▶ [Exercise description] With the pictures omitted, write out the entries that follow exactly as they stand.

Top of Supplied material

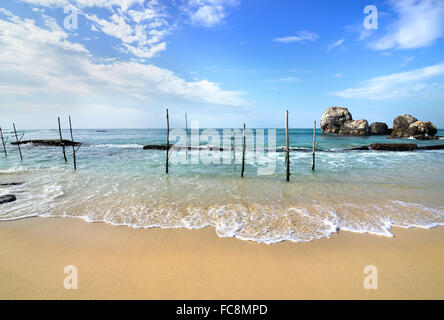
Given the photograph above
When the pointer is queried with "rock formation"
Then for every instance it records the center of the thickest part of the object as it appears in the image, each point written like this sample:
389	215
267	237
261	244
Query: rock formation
379	129
406	126
401	126
354	128
422	128
334	118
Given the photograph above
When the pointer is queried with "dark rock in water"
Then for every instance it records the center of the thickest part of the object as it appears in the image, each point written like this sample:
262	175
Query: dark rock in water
379	129
419	137
401	126
437	147
7	198
156	147
364	148
333	119
164	147
50	143
354	128
422	128
393	146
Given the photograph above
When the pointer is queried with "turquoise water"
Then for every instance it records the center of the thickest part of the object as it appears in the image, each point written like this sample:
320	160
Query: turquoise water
118	182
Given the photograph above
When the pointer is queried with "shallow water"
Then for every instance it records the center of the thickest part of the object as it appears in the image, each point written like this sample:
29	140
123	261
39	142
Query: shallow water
120	183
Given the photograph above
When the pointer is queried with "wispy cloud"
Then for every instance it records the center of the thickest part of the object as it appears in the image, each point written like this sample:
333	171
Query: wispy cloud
209	13
335	44
300	36
419	24
140	25
395	86
67	71
286	79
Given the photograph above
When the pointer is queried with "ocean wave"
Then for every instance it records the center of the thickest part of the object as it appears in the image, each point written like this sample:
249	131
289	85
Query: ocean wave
254	222
118	146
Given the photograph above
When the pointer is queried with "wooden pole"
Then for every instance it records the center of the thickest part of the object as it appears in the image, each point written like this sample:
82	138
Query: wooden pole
3	141
234	146
18	142
168	141
186	130
243	153
314	147
73	148
287	149
61	140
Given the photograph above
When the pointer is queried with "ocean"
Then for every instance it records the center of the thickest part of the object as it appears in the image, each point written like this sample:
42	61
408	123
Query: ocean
119	183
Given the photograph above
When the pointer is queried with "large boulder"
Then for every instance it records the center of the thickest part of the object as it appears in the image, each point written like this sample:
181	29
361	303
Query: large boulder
354	128
379	129
401	126
334	118
422	128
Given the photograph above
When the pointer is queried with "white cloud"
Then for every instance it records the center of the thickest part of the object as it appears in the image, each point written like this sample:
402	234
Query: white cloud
299	37
209	13
122	4
395	86
420	23
335	44
40	67
286	79
140	25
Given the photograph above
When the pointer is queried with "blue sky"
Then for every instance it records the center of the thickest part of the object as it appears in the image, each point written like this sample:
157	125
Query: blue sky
224	62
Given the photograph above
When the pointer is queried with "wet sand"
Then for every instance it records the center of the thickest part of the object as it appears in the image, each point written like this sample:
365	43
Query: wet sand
125	263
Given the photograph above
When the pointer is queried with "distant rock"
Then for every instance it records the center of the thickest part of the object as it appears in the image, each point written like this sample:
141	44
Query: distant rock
393	146
7	198
334	118
354	128
8	184
422	128
49	143
401	126
379	129
420	137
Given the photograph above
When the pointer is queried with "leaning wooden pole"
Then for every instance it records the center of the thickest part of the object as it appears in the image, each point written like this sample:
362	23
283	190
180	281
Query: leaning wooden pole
3	142
314	147
73	148
287	149
18	142
168	142
61	140
243	152
234	146
186	130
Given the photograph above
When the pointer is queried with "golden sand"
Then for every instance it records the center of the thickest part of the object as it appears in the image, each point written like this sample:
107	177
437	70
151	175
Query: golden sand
124	263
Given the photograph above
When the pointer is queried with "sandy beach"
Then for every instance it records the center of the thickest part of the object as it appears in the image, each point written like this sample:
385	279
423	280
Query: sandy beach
125	263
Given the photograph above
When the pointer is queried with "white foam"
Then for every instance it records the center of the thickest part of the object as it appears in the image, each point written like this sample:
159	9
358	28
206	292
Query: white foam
118	146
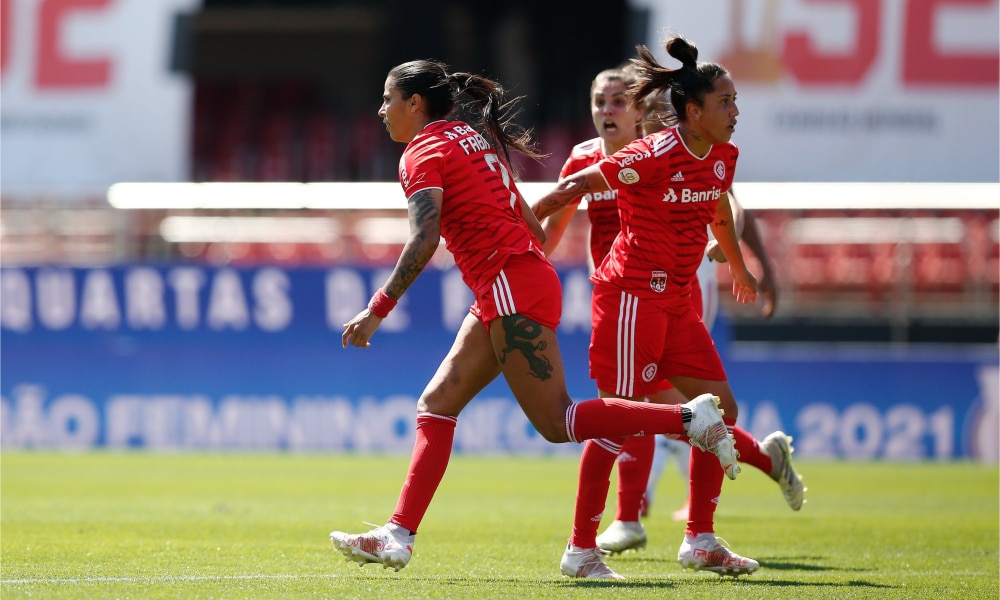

Bottom of Supplied material

▶ [Problem solution]
Given the photograph above
When the pointer is queried with "rock formation"
Then for every instance it records the center of the thickest part of the object as it appears in the image, each point written like this sample:
389	215
267	237
261	244
Query: rock formation
379	129
406	126
401	126
354	128
422	128
334	118
Given the photograph above
When the pointer is queried with "dark rock in water"
Then for every instance it records the center of the thickest part of the object as it appears in the image, each point written like this sample:
262	175
Query: dark rock in water
379	129
419	137
401	126
437	147
7	198
156	147
364	148
333	119
164	147
50	143
354	128
422	128
393	146
Given the photograph above
When the pointer is queried with "turquoise water"
Then for every instance it records the center of the thickest part of the object as it appears in the image, each point written like this sample:
320	160
Query: turquoise water
118	182
Given the photograph above
When the pointer is queried with "shallow water"
Then for every instance it records the center of the thickest part of the object as it appears in the image, each point written like this sample:
29	140
123	261
39	142
Query: shallow water
120	183
Given the photograph above
When the pointer is queried with "wispy cloud"
Then for every instance it records the center of the thickest part of the object as it appears in the image, each point written like this sample:
333	171
Query: wispy cloud
209	13
335	44
300	36
419	24
140	25
395	86
67	71
286	79
Given the photograph above
When the pointer is queried with "ocean wave"
Then for every instance it records the center of the thickest part of the object as it appears in the image, each point written like this sample:
249	131
289	85
Query: ocean wave
254	222
118	146
Given the photograph above
When the pointer is queried with "wooden pole"
Then for every instance it records the center of the thickest part of the object as it appears in the image, each point written like this sample:
82	138
Query: wooden pole
3	141
234	146
18	142
168	141
186	130
243	153
314	147
73	148
287	149
61	140
Given the photograph above
When the pointer is queried with "ocean"
Then for every instance it records the center of the thickest part of the object as it appears in the image, each point written like this sample:
42	61
408	123
Query: ocean
119	183
Given the photograph above
When the pointer is queried with "large boulder"
Then for every instance it records the center of the thickest part of the object as it appears in the image, each point written like this sample:
181	29
361	303
Query: large boulder
354	128
379	129
401	126
334	118
422	128
Given the photograph above
When the pointer is queried with "white cloud"
Then for every instance it records the center of the thickest part of the object as it appears in the image, each point written like this sample:
402	234
Query: white cloud
299	37
209	13
122	4
395	86
420	23
335	44
40	67
286	79
140	25
Given the photograph above
When the pointer is queried with "blue sky"
Then for every instance it records the center of the thickest part of the object as it appears in the image, each point written like this sample:
157	125
Query: blue sky
224	62
Given the photograph above
When the pointer is queried with "wet sand"
Then for every instance it records the center of the thickest part of the object as it appears in the image, each point written like this sample:
365	43
Query: wet sand
125	263
Given the photograph above
When the pointer is queried with "distant rock"
Then for every instance it records the center of the thickest part of the object as it appears in the image, each point written like this sample:
141	44
Query: distant rock
393	146
7	198
334	118
354	128
8	184
422	128
49	143
401	126
379	129
420	137
Given the photograph above
When the pointer is queried with "leaning wooden pole"
Then for every instance it records the center of the thickest part of the object as it appears in the image, each point written like this sample:
362	23
283	190
180	281
Query: leaning wooden pole
3	142
314	147
73	148
287	149
18	142
168	142
61	140
243	152
234	146
186	130
Given the photograph above
When the pointer is queried with "golden sand"
Then for every instance it records the center of the thickest part of the object as it appears in the image, each point written like this sample:
107	177
437	70
151	175
Query: golden sand
124	263
Given the photograph above
When the pointer is queried with "sandy beach"
Then for every instance it records the center of the thickest part of the object as it appears in the image, each point written like this sample:
385	279
423	280
Query: sandy beach
125	263
Given the photograph above
When the pointer is queried with "white foam"
Then for every instance it records the center of the thickest part of the object as it appears in the image, each point written like this sample:
159	9
358	28
206	292
Query: white foam
118	146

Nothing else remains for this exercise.